*** Opening Data provided ***

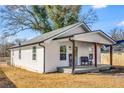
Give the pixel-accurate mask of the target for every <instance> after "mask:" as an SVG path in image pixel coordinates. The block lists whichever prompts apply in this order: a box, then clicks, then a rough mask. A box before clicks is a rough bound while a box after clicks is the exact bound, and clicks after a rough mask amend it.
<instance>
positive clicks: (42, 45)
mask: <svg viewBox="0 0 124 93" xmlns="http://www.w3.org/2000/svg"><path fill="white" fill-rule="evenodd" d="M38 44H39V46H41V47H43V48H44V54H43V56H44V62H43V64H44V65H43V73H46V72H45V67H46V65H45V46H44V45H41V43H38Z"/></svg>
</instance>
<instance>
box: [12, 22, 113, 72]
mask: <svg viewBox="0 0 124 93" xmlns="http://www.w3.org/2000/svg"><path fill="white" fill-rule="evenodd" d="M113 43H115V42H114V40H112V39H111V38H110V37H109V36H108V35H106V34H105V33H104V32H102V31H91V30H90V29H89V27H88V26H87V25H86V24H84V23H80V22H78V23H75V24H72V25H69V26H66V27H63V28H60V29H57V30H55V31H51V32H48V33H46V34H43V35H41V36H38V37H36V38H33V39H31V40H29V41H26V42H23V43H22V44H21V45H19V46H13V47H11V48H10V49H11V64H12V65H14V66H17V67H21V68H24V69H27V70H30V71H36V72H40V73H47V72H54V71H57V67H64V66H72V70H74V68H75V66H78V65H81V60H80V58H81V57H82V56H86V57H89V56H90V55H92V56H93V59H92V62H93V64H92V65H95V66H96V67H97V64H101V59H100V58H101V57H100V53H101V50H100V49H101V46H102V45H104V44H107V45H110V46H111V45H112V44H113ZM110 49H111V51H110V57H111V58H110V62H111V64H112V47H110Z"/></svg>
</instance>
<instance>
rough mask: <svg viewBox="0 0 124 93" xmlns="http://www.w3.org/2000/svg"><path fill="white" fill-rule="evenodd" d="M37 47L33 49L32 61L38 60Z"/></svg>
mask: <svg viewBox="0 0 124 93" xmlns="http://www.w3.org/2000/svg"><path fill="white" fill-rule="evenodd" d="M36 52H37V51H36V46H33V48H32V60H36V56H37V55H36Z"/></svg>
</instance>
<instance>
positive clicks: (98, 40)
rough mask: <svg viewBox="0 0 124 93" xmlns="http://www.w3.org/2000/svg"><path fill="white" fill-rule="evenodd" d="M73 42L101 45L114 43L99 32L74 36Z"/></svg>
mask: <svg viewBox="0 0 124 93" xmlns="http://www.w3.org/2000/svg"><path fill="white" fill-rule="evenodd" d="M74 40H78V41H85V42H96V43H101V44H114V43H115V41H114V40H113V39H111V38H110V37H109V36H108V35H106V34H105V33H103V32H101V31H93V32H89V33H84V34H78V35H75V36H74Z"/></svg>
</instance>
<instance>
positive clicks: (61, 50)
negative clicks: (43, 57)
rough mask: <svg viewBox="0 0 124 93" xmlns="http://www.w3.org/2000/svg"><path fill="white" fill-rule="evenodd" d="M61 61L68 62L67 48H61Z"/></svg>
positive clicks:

*** Closing Data provided ***
*** Opening Data provided ***

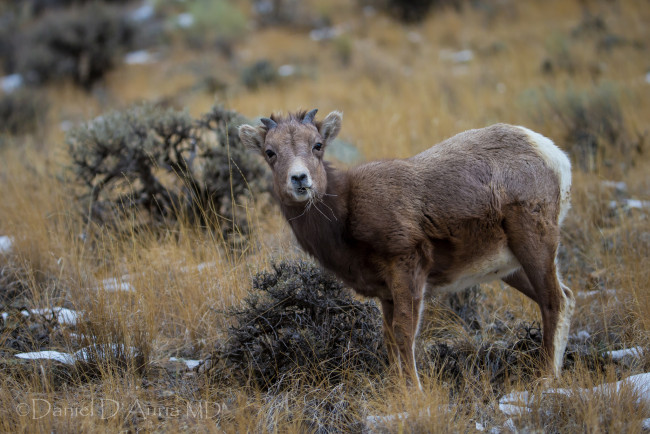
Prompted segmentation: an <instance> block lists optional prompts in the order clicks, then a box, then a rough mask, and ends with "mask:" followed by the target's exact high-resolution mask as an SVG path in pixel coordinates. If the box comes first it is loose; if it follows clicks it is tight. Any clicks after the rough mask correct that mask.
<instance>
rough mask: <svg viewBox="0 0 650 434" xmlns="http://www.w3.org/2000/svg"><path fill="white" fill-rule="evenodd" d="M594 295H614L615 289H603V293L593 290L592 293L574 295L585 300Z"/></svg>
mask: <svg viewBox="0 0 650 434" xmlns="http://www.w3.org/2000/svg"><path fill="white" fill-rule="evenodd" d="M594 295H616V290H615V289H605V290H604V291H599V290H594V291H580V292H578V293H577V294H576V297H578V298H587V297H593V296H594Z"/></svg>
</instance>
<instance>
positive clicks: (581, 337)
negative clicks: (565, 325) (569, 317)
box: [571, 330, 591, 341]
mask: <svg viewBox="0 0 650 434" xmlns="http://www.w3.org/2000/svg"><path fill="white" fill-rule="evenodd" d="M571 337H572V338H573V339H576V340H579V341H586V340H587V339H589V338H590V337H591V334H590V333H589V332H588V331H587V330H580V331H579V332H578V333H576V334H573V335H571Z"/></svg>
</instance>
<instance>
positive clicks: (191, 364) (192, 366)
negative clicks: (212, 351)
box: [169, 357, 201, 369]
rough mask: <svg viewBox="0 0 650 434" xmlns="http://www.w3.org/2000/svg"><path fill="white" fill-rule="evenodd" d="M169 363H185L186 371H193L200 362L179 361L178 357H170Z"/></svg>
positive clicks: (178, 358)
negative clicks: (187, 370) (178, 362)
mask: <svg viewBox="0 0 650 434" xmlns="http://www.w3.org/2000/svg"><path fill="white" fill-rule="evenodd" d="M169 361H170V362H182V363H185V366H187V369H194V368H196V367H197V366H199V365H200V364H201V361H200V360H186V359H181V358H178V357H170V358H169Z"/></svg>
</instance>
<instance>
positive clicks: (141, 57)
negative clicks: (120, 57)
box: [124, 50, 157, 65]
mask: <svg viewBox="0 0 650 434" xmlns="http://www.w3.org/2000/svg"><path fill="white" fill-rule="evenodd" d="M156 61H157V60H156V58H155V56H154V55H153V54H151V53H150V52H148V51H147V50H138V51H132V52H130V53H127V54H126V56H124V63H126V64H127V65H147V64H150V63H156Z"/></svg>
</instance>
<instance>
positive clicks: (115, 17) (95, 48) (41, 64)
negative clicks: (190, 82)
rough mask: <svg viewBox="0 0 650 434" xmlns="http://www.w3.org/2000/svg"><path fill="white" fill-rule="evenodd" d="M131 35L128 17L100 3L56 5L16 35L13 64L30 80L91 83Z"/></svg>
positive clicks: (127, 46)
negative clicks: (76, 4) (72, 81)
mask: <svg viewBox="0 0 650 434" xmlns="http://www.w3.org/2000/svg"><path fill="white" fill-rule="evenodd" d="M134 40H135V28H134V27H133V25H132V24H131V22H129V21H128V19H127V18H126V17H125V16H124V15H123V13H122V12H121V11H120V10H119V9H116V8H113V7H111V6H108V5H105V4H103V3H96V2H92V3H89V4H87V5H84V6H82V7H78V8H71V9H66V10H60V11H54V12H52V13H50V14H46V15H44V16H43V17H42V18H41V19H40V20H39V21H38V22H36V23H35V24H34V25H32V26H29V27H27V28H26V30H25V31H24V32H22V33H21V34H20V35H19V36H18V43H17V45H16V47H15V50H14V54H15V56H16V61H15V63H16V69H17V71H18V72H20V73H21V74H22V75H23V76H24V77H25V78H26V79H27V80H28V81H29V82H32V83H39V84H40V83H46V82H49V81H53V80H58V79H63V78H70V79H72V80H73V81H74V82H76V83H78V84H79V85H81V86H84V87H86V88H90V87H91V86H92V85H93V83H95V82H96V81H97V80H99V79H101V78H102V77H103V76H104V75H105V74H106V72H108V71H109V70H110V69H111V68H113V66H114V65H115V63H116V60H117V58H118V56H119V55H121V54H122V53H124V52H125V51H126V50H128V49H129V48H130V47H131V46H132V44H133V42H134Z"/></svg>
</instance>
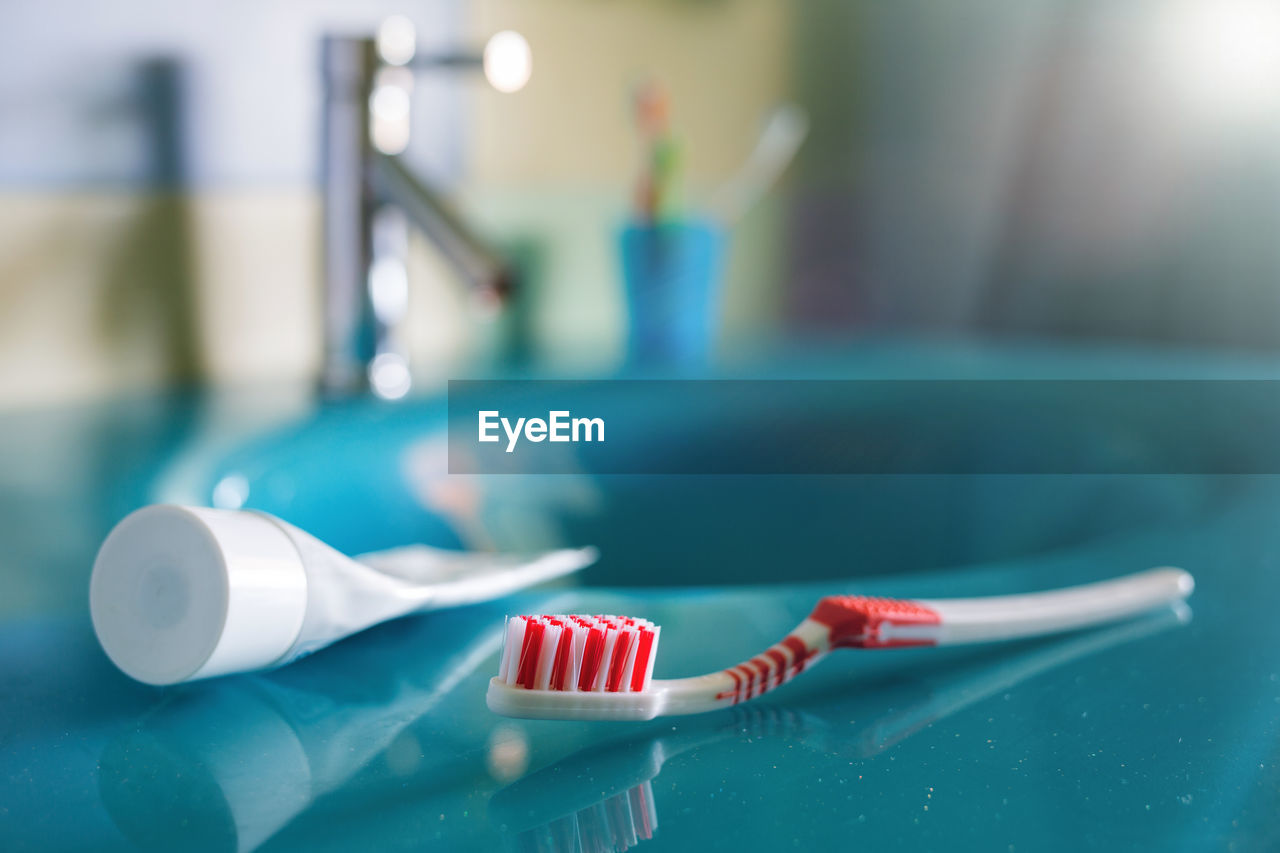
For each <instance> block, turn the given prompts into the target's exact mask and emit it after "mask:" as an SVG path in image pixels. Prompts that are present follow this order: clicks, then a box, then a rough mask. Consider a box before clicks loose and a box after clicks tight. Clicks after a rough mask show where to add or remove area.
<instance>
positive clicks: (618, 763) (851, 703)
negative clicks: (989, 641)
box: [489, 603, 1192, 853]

*** Closing Data provided ***
*** Opening Data provided ***

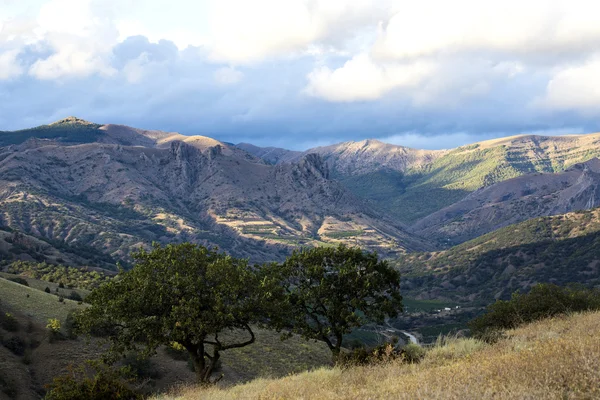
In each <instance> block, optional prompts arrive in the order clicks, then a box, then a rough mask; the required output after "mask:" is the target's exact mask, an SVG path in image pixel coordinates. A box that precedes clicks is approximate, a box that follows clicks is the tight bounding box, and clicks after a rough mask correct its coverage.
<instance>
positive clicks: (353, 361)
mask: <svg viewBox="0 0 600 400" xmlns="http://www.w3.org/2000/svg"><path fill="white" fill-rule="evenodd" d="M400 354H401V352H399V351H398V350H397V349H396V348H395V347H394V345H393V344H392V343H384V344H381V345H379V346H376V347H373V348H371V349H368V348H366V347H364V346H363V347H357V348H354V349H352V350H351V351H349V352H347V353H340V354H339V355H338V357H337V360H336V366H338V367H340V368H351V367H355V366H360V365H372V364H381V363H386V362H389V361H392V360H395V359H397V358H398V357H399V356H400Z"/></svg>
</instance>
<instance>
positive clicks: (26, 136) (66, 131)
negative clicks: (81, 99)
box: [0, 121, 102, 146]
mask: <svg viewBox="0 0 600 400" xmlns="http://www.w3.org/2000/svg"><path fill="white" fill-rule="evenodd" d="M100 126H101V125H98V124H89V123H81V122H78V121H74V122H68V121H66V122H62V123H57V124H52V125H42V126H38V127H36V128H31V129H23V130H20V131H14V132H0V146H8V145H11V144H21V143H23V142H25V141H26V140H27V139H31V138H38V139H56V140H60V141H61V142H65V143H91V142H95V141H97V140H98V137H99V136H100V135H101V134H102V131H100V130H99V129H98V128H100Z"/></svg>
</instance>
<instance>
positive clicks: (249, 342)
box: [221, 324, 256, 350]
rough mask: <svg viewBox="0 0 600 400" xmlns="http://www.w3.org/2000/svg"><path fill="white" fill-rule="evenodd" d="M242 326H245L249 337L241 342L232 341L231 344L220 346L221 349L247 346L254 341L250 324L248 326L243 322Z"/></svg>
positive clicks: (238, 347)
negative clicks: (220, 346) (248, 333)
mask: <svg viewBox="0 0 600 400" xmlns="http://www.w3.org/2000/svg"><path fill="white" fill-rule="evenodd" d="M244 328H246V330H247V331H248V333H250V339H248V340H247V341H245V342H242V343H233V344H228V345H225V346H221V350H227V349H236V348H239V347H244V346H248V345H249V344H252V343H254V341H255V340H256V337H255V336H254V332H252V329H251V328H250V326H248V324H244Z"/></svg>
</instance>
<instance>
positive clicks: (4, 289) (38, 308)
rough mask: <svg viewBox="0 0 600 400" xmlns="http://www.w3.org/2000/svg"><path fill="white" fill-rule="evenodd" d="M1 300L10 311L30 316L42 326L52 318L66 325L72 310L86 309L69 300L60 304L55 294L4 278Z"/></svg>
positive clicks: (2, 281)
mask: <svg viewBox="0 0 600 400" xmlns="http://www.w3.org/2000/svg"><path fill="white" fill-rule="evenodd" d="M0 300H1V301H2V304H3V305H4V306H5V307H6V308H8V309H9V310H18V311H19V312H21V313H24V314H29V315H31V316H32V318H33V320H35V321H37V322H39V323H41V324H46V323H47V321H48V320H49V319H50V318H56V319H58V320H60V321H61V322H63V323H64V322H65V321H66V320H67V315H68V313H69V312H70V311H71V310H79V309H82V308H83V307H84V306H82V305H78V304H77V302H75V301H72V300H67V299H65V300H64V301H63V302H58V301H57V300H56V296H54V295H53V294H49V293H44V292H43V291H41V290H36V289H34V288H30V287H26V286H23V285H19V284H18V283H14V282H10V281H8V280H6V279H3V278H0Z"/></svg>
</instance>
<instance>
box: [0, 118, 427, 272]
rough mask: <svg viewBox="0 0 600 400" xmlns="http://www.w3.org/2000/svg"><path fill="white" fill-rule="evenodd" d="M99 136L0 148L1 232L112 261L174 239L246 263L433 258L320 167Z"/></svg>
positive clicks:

*** Closing Data provided ***

__Action item__. Where a line above includes "then", copy that line.

__Solution for this task__.
Give the pixel-accurate mask of the target for every <instance> after "mask:" as an SVG path in image pixel coordinates. The block lists whichever prompts apply in this order: a box, then clicks, then a rough mask. A box before clicks is a rough bound while a box after clicks is the exact bound, and clicks after a rough mask amend it.
Prompted segmentation: an <instance> block lists optional prompts in the order clicks, then a box, then a rough mask, and ends with "mask:" followed by the target's exact high-resolution mask as an SVG path in pixel coordinates. If the box comes first it is loose; if it follows clicks it is tight. Any clicks after the rough mask correct that mask.
For each <instance> block, turn the given prompts into the target's exact mask and emit it after "mask:" as an SVG path in image pixels. Prompts that are present follow this order: clicks, then a box, then a rough mask. Consider a box before clicks loose and a box after clicks tight. Clicks after a rough mask show where to add or remove area.
In each <instance> block, optional prompts arrive in the order clicks, then a box, then a rough mask; the required output after "mask:" is the target's exact mask, an SVG path in image pixel coordinates. A box that precedes clicks is approximate, a box that follows clicks is the tight bounding box, and clicks after a rough mask correct its coverage.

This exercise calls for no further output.